## start
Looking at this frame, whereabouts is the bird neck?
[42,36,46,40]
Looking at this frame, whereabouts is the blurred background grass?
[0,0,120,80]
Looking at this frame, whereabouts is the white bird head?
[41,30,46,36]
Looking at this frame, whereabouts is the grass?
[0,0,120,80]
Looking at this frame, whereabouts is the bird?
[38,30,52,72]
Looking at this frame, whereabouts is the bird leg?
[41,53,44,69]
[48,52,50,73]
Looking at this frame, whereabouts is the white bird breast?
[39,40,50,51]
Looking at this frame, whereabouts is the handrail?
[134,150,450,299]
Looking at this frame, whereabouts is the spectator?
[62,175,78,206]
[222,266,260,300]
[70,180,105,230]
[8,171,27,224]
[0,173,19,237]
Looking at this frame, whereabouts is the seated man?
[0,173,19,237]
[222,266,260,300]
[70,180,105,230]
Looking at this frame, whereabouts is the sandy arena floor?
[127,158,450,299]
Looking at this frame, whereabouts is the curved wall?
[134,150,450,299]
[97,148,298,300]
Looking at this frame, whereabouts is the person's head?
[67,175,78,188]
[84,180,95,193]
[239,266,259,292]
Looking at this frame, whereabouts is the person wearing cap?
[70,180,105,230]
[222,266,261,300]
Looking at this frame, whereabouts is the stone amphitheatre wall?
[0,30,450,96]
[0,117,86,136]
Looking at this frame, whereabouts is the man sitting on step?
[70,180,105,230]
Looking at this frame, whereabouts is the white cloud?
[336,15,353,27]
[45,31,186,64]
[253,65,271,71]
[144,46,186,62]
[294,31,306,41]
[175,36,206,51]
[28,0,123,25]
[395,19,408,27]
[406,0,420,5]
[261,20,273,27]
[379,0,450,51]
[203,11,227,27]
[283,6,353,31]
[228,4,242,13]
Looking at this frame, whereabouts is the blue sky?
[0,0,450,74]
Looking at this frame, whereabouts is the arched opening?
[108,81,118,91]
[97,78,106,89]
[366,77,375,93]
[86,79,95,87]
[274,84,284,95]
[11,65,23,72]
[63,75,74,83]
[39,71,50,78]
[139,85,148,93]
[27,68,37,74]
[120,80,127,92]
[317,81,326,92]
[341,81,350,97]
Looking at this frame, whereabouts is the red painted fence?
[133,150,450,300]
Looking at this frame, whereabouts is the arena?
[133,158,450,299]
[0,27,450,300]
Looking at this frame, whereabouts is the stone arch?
## end
### [WHAT YOU WILL DO]
Rewrite the entire listing above, changing every "whereabouts" to "where" and leaving everything else untouched.

### [ANSWER FOR THIS EXERCISE]
Looking at this frame, where is the bird neck?
[42,36,46,40]
Looking at this frame, where is the blurred background grass?
[0,0,120,80]
Looking at this frame, where is the white bird head?
[41,30,46,36]
Looking at this frame, where is the grass?
[0,0,120,80]
Looking at this frame, where is the bird?
[38,30,52,72]
Looking at this frame, where is the bird leg?
[41,53,44,69]
[48,52,50,73]
Looking at this frame, where is the white bird breast?
[39,40,50,51]
Looking at this frame, where is the handrail?
[134,150,450,299]
Looking at this frame, where is the spectator?
[62,175,78,206]
[222,266,260,300]
[70,180,105,230]
[8,171,27,224]
[0,173,19,237]
Looking at this frame, where is the seated man?
[0,173,19,237]
[222,266,260,300]
[70,180,105,230]
Looking at this frame, where is the sandy arena floor?
[127,158,450,299]
Looking at this frame, where is the curved wall?
[134,150,450,299]
[97,148,298,300]
Looking at this frame, where is the person's head?
[67,175,78,188]
[84,180,95,193]
[239,266,259,292]
Looking at this frame, where is the person wearing cap?
[70,180,105,230]
[222,266,261,300]
Looking at this frame, where is the stone amphitheatre wall?
[0,30,450,96]
[0,117,86,136]
Looking at this frame, where is the man sitting on step?
[70,180,105,230]
Looking at this frame, where is the white cloud?
[336,15,353,27]
[45,31,186,64]
[253,65,271,71]
[144,46,186,62]
[294,31,306,41]
[175,36,206,51]
[28,0,123,25]
[395,19,408,27]
[406,0,420,5]
[261,20,273,27]
[379,0,450,51]
[203,11,227,27]
[283,6,353,31]
[228,4,242,13]
Looking at this frame, where is the blue sky?
[0,0,450,74]
Looking at this frame, where is the arched opening?
[108,81,118,91]
[97,78,106,89]
[366,77,375,93]
[86,79,95,87]
[274,84,284,95]
[11,65,23,72]
[63,75,74,83]
[39,71,50,78]
[139,85,148,93]
[27,68,37,74]
[120,80,127,92]
[317,81,326,92]
[341,81,350,97]
Looking at this frame, where is the red painted fence?
[133,150,450,300]
Looking at this frame, where is the arena?
[133,158,450,299]
[0,27,450,300]
Looking at this frame, where is the stone arch?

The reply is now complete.